The Valuation of Carbon Sequestration Using Portfolio Modeling

Here’s a fact: the Energy Transitions Commission estimates the total cost of the global clean energy transition is $110 trillion in capital investments over the course of 30 years. That’s an incredibly large chunk of change, one that relies on numerous industries and regulatory bodies to take place.

Here’s another fact: much of that cost will be offset by the financial benefits of the strategic energy transition, and the companies who realize that will be set up for long-term success.

The energy transition has often been discussed in terms of its cost, causing companies to debate how many projects they want to take on. However, there’s often value associated with projects that have a loss or cost. For example, while there’s a cost for reducing your organization’s carbon footprint, there is downstream positive value when you’re trying to achieve multiple objectives at the same time.

This was the subject of a recent presentation I gave at GSEU Day in Brussels for a group of professionals committed to a sustainable Geological Service for Europe. At Quorum, we wanted to showcase the positive financial value of projects associated with the energy transition, which is the driving force behind our carbon sequestration portfolio modeling platform.

Below I’ve broken down the seven simple steps you can take with Quorum’s Strategy & Portfolio Software to provide a holistic view of your company’s investments in the energy transition and determine the ideal asset mix.

= DATA SUPPLIED =
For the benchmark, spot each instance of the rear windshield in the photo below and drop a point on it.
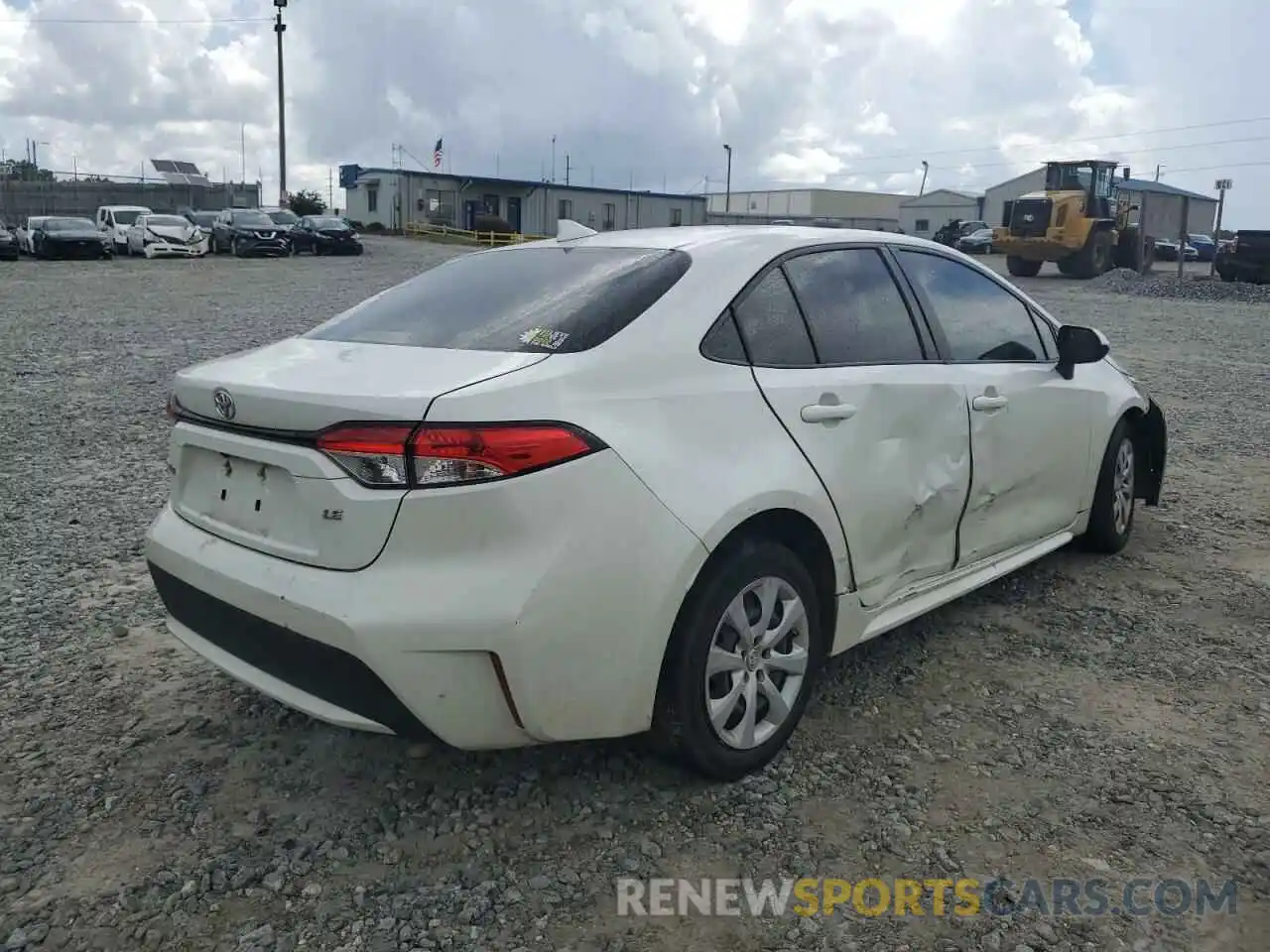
(530, 299)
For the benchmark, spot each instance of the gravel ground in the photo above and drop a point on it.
(1084, 717)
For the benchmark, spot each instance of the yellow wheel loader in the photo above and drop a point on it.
(1080, 221)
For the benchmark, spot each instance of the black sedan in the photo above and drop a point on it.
(249, 232)
(8, 245)
(70, 238)
(325, 235)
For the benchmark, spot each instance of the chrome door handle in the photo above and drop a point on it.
(984, 404)
(824, 413)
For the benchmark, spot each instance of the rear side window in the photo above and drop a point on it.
(772, 325)
(534, 299)
(853, 307)
(982, 320)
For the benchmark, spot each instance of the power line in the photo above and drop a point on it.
(1071, 141)
(72, 21)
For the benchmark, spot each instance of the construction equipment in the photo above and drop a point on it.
(1080, 221)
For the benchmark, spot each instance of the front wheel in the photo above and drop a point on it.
(1021, 268)
(1114, 497)
(740, 662)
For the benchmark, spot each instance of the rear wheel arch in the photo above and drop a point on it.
(786, 527)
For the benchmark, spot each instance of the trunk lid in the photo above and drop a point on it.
(272, 492)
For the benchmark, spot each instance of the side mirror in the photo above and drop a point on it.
(1079, 344)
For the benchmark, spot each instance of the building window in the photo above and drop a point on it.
(440, 206)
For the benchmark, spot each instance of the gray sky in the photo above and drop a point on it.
(841, 93)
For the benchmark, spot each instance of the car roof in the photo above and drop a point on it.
(729, 239)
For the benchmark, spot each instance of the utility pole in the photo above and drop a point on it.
(280, 28)
(726, 197)
(1183, 240)
(1222, 186)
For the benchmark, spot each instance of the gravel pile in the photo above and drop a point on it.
(1192, 287)
(1084, 717)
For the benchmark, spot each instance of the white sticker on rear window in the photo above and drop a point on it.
(545, 336)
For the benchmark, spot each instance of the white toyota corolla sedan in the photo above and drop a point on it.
(634, 481)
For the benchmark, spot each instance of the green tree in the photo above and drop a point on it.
(307, 203)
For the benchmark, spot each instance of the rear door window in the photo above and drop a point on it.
(531, 299)
(853, 307)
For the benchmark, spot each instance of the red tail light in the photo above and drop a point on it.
(402, 456)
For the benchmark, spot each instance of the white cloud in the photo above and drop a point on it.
(843, 93)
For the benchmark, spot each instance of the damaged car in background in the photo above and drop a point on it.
(634, 483)
(70, 238)
(167, 236)
(248, 232)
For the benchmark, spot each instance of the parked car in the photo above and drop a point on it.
(324, 235)
(516, 439)
(1167, 250)
(284, 217)
(1245, 258)
(167, 236)
(1206, 249)
(8, 245)
(248, 231)
(955, 229)
(27, 230)
(70, 238)
(976, 243)
(114, 220)
(203, 220)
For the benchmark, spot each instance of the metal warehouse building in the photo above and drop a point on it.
(876, 211)
(925, 214)
(397, 197)
(1164, 203)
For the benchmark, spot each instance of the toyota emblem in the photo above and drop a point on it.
(223, 404)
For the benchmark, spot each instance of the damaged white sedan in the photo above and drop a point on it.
(167, 236)
(634, 481)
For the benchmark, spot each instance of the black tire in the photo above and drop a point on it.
(1021, 268)
(681, 724)
(1095, 257)
(1109, 527)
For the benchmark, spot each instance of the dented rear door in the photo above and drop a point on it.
(890, 440)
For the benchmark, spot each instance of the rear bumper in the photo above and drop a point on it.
(571, 578)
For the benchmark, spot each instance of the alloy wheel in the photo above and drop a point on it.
(1121, 486)
(758, 662)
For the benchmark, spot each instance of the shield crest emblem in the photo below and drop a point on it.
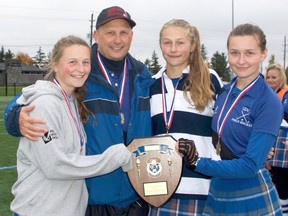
(156, 169)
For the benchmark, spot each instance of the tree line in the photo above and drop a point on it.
(218, 62)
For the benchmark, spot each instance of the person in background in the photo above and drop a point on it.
(118, 97)
(52, 170)
(278, 166)
(276, 78)
(244, 130)
(188, 88)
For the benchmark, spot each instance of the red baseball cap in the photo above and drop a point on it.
(112, 13)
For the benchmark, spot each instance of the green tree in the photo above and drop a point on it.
(220, 65)
(5, 55)
(204, 52)
(24, 58)
(154, 66)
(9, 54)
(40, 58)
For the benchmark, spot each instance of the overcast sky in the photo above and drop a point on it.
(26, 25)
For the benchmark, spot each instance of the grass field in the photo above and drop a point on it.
(8, 148)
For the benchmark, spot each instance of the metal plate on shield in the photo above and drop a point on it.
(156, 168)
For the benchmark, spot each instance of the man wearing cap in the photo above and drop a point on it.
(118, 98)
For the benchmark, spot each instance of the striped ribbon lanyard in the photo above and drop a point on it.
(81, 136)
(220, 126)
(168, 116)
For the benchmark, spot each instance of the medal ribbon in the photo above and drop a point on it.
(71, 113)
(246, 89)
(168, 116)
(121, 97)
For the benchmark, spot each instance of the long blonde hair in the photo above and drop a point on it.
(55, 57)
(198, 82)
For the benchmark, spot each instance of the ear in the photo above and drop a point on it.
(264, 54)
(193, 47)
(95, 36)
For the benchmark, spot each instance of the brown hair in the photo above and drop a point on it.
(55, 57)
(198, 82)
(281, 72)
(248, 29)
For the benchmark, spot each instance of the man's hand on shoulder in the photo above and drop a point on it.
(30, 127)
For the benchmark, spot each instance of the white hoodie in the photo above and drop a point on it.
(51, 170)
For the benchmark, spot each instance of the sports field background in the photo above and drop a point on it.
(8, 148)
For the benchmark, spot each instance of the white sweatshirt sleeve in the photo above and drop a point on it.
(59, 158)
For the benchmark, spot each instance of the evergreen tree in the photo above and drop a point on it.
(272, 59)
(204, 52)
(220, 65)
(40, 58)
(24, 58)
(9, 54)
(154, 66)
(2, 55)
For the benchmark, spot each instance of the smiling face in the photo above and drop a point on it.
(245, 57)
(176, 47)
(114, 39)
(73, 68)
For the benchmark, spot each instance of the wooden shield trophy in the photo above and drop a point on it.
(156, 169)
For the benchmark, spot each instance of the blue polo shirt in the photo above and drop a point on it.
(258, 110)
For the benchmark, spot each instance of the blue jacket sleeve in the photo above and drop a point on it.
(11, 117)
(244, 167)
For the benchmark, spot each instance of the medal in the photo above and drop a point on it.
(218, 147)
(222, 120)
(122, 118)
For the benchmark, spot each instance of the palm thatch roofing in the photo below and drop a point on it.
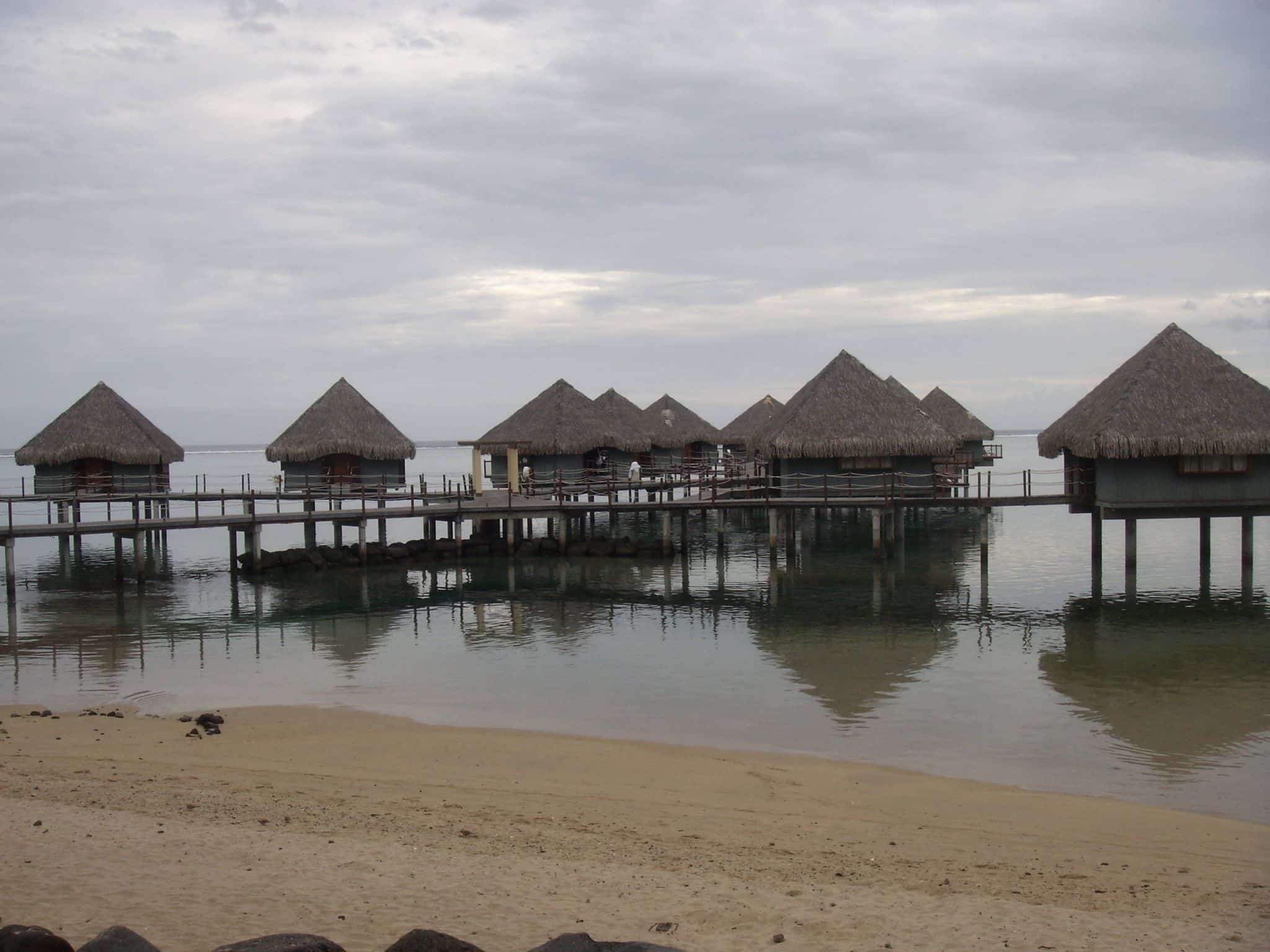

= TASKS TO CARRY OUT =
• 1. From the carbon sequestration article, return the passage starting with "Here’s another fact: much" and going on through "for long-term success.".
• 2. Answer these questions using the carbon sequestration article:
(a) What total capital investment does the Energy Transitions Commission estimate for the global clean energy transition, and over how many years?
(b) At what event and in what city was the presentation given?
(c) How many steps does the article say it breaks down?
• 3. Extend the carbon sequestration article from where it stops.

= ANSWERS =
• 1.
Here’s another fact: much of that cost will be offset by the financial benefits of the strategic energy transition, and the companies who realize that will be set up for long-term success.

• 2.
(a) $110 trillion over 30 years
(b) GSEU Day in Brussels
(c) Seven

• 3.
1. Quantify specific objectives

It may seem trivial, but it’s critically important to be explicit in defining your company objectives. You have to know what you want in order to achieve it, which is why a model that forces you to be explicit in your goals is key.

Typically, this will consist of a marriage between financial and operational objectives, such as increasing earnings, growing production and lowering the carbon footprint by a certain amount. It’s common for companies, even supermajors, to have a lack of clarity internally. Communicating business priorities across the company aligns all employees on a common set of goals, setting the stage for success.

2. Characterize the inventory

Once your goals are defined, it’s time to review your company’s existing inventory as well as look at a wider variety of potential investments. Aside from typical investments in oil and gas, this includes looking at wind, solar and carbon sequestration projects to determine how these assets can either be expanded or developed.

The greatest value in this step of the process is that the option space always increases. If your company has historically avoided investments in renewables or expanding natural gas, this step forces your team to review all options to understand their potential value.

3. Specify the optionality or dependency

Once you’ve determined new investments and potential expansions in step two, it’s time to make them more realistic. When are these investments available? How scalable are they for your company’s operation? Modelling new investments within a Strategy & Portfolio management application helps investors to clarify and test their assumptions, gaining insights into project dependencies and constraints that might otherwise be missed.

If your company is planning to invest in clean hydrogen, for example, it’s important to determine the smallest amount of investment that would provide a return, the critical early investments, and the large future capital outlays potentially needed.

4. Optimize the portfolio composition

There is no such thing as an ‘optimal portfolio’ because every investment is a trade-off between growing earnings in the near term and reducing carbon footprint in the long term. The key is to make educated trade-offs based on the insights your team has gathered on the costs versus the benefits.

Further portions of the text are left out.